*Exercise requirements*: Continue the report on Alnylam's drug pipeline from where it stops.

*Extract*:
═══

Late last year, the company reported data from a phase I trial of ALN-TTR01, which uses a delivery technology developed by Tekmira Pharmaceuticals, showing that the therapy could safely trigger statistically significant reductions in serum levels of a target protein (GSN 12/01/2011).

Alnylam said this week that this study will conclude in the first quarter of this year, with interim data being released before mid-year, but noted that ALN-TTR02 will be the compound that it intends to bring to market. Although Alnylam has said that it fully owns the delivery technology used in the newer drug, it is embroiled in a lawsuit with Tekmira over the matter (GSN 11/10/2011).

Alnylam added that it has filed an application to begin testing ALN-TTR02 in the UK in a 32-patient, phase I study, which will evaluate single doses of the drug at levels ranging from 0.01 mg/kg to 0.5 mg/kg. This trial is expected to begin by the middle of 2012, with initial data available in the third quarter. A multiple-dose phase II trial is slated to begin in the second half of the year, with a phase III study beginning as early as 2013.

Alnylam said that it also plans to move a subcutaneously delivered version of the drug into human testing before the end of 2012. This compound will be delivered using the company's GalNAc conjugates and “represents an attractive opportunity for product differentiation” in a clinical setting, the firm said.

Meantime, Alnylam said its hemophilia treatment ALN-APC, which targets the natural anticoagulant protein C, is on track to enter the clinic in the first half of next year. The company is weighing both systemic administration via lipid nanoparticles, as well as subcutaneous delivery using GalNAc conjugates for the agent.

Importantly, Alnylam said that all other programs in its pipeline will only move forward through partnerships. These include its phase I hypercholesterolemia drug ALN-PCS, its preclinical refractory anemia treatment ALN-HPN, and the newly unveiled hemoglobinopathies therapy ALN-TMP, all of which are covered under the 5x15 effort.

ALN-PCS comprises siRNAs against proprotein convertase subtilisn/kexin type 9 that are delivered using the so-called MC3 lipid nanoparticle technology. Earlier this month, Alnylam released phase I data showing the drug could inhibit its target and trigger dose-dependent reductions in LDL cholesterol (GSN 1/5/2012). Alnylam said it would not begin phase II development of the drug until it has been partnered.

═══

*Given information*:
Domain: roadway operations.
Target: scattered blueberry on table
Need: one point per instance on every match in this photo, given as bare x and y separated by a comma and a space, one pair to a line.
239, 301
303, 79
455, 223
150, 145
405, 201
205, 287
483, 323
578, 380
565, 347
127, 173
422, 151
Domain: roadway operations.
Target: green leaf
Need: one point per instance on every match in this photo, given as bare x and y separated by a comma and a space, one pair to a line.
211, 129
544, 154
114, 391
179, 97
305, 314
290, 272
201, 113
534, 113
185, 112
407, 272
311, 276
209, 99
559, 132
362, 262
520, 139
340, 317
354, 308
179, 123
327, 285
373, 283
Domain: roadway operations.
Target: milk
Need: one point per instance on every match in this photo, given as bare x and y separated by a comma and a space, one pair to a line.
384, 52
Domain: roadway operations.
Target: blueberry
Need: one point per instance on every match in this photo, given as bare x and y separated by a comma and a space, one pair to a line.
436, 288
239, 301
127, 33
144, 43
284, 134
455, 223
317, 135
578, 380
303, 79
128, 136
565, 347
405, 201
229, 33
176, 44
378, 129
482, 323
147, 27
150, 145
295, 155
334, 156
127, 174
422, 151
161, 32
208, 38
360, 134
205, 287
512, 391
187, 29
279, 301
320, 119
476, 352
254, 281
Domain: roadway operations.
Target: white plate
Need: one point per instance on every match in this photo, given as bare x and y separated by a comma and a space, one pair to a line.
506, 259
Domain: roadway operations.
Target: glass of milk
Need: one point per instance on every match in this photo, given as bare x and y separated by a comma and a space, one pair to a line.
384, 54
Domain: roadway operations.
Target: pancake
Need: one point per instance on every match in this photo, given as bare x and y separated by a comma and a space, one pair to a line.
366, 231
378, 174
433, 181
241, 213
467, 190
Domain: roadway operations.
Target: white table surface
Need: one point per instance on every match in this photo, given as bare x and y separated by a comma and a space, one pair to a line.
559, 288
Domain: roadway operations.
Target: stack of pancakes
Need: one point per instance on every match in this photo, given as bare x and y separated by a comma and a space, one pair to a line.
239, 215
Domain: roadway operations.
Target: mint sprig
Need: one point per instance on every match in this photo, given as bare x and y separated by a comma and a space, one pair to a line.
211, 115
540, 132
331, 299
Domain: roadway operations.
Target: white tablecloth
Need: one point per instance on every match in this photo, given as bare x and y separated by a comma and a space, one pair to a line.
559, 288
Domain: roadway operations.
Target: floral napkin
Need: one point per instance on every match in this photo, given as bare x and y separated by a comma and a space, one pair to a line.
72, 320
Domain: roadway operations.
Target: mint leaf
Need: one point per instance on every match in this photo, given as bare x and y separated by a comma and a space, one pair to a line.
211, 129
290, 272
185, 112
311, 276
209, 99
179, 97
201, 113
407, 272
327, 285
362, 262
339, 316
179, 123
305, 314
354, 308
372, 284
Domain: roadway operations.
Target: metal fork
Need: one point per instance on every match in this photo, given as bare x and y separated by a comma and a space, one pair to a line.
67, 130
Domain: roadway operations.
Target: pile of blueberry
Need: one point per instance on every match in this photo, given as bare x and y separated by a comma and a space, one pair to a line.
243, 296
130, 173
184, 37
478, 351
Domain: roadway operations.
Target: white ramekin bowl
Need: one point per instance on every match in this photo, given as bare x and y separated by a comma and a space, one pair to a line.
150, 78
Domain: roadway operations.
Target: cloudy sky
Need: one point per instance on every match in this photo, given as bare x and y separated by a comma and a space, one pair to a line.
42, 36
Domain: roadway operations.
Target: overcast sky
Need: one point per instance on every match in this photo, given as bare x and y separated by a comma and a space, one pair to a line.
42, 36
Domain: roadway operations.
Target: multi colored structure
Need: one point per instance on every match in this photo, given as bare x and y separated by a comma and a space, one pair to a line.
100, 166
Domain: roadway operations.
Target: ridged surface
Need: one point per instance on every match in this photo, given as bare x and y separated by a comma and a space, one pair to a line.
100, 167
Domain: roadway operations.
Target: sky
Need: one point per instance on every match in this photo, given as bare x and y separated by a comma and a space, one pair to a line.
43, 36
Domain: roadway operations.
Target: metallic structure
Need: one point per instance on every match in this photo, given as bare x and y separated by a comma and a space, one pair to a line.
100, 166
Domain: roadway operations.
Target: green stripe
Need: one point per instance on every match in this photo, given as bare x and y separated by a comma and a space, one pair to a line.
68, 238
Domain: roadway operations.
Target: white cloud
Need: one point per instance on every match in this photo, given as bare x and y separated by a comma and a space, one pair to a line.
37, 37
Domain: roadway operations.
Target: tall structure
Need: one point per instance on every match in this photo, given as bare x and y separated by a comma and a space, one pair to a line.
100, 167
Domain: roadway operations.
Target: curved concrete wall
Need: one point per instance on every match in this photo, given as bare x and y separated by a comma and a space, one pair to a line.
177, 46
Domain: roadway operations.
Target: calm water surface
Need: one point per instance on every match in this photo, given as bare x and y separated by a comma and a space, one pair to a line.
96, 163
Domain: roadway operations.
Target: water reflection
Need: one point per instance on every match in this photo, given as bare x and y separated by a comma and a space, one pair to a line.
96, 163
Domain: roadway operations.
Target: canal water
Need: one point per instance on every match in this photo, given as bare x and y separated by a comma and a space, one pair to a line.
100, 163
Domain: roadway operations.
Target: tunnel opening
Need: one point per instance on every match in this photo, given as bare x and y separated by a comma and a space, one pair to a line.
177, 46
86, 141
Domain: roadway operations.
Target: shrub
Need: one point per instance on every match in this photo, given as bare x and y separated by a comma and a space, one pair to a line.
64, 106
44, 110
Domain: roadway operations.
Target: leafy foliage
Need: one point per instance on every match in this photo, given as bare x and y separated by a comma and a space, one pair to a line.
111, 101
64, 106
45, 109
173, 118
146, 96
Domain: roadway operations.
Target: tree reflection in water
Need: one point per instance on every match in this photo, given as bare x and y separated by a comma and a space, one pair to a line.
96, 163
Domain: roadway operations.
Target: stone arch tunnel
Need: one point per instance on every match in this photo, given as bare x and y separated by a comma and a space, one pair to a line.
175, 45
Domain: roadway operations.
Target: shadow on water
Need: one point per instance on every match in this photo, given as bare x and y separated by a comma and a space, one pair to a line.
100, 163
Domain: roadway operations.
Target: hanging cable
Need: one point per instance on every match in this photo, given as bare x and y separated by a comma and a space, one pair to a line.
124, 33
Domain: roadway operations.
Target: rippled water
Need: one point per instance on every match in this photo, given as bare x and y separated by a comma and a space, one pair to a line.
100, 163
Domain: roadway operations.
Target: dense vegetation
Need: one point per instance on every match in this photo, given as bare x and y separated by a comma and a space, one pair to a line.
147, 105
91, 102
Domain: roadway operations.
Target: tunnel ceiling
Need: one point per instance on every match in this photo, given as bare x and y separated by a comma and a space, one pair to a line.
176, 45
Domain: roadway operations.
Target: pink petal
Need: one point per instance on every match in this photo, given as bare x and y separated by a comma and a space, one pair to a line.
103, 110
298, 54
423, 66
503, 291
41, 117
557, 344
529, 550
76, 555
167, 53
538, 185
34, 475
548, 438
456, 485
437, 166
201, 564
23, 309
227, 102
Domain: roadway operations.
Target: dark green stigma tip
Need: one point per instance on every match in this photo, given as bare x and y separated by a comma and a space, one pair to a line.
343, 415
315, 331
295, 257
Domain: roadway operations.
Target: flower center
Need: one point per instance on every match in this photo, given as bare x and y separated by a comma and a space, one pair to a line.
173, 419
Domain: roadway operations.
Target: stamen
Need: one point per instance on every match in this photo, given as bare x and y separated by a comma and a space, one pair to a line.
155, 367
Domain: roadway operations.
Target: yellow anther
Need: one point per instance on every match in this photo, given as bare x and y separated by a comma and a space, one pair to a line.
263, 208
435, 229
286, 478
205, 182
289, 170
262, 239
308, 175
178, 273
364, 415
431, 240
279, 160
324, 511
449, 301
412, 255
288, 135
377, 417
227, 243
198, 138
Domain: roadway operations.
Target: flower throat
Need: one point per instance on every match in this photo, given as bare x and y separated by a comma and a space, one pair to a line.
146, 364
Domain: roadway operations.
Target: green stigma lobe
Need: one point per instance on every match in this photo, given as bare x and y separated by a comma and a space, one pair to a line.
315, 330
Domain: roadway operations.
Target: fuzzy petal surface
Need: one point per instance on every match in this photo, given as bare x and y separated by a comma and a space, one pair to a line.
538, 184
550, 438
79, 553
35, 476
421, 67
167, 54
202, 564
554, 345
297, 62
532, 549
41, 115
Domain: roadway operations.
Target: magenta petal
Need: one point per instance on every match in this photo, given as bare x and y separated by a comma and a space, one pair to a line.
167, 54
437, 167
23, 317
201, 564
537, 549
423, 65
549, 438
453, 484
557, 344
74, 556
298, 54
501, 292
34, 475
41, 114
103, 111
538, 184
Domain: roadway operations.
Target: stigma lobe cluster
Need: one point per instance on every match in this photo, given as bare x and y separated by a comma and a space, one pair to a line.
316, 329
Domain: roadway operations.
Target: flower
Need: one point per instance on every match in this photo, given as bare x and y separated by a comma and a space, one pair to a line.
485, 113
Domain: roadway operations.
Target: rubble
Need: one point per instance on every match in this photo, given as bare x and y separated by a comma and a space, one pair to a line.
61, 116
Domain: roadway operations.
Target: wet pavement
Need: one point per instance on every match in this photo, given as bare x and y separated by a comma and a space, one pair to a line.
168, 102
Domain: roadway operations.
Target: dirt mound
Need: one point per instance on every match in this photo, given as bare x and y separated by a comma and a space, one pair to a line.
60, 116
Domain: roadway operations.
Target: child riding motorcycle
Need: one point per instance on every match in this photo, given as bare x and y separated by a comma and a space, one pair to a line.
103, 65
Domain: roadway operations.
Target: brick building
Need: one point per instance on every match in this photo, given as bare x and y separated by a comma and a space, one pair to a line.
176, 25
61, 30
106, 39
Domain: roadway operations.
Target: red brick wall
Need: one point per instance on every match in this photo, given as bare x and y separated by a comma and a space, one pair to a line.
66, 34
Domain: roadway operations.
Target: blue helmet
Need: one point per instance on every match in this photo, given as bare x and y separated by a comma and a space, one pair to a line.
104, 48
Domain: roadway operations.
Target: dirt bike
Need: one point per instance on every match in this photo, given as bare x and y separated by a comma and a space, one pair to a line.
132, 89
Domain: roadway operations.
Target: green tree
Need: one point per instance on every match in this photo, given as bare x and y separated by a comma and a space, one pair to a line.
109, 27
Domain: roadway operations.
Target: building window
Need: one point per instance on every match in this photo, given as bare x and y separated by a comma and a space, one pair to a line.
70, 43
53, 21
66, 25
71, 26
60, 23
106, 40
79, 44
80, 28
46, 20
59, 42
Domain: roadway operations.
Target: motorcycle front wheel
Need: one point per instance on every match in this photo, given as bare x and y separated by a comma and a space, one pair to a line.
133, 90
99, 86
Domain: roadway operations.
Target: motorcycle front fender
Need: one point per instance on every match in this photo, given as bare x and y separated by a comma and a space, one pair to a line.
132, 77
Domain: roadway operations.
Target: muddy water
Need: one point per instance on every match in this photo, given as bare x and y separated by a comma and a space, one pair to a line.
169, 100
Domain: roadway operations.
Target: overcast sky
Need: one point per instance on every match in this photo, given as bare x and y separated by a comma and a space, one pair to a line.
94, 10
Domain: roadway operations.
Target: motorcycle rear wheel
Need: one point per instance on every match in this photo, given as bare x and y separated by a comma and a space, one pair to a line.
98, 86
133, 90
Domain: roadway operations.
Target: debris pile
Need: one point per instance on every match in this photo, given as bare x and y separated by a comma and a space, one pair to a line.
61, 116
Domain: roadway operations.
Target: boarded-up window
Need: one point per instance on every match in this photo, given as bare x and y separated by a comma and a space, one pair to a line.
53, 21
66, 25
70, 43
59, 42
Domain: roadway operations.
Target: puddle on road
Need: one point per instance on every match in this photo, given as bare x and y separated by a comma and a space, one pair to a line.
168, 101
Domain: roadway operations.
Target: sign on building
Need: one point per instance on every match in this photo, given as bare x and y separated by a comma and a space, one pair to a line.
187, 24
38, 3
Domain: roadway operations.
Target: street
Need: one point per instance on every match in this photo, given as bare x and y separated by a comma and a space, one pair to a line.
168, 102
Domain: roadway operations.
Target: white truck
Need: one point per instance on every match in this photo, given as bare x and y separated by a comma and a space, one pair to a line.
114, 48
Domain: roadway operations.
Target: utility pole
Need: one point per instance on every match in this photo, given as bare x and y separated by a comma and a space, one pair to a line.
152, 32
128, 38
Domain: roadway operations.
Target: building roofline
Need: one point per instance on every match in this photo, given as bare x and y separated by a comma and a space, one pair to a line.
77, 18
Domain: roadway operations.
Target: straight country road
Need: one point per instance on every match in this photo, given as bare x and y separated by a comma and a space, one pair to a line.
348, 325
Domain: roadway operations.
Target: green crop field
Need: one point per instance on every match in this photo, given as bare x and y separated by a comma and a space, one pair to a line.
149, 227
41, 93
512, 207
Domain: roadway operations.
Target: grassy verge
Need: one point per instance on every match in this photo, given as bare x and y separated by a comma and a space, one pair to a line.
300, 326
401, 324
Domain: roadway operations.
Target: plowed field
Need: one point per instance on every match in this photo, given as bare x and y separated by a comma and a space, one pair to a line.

═══

*Solved exercise*:
ALN-HPC is designed to inhibit transferrin receptor subtype 2, an approach that has shown to be effective for treating anemia in animal models. Alnylam had previously said that it expects to file a new drug application for the compound this year, but noted this week that human trials would only start once a partner for the drug has been signed.

ALN-TMP comprises siRNAs that target transmembrane protease, serine 6 as a treatment for hemoglobinopathies including beta-thalassemia and sickle cell anemia, according to Alnylam. The company said that pre-clinical animal model studies have shown the drug to have “corrective effects on iron overload, in addition to broader disease modifying effects including improvements in hemoglobin levels and spleen histopathology.”

As with its anemia therapy, Alnylam will only move ALN-TMP into clinical testing with a partner.

Alnylam said it will also seek partners for earlier-stage preclinical programs including efforts in erythropoiesis, alpha-1-antitrypsin deficiency-associated liver disease, severe hypertriglyceridemia, and acute intermittent porphyria.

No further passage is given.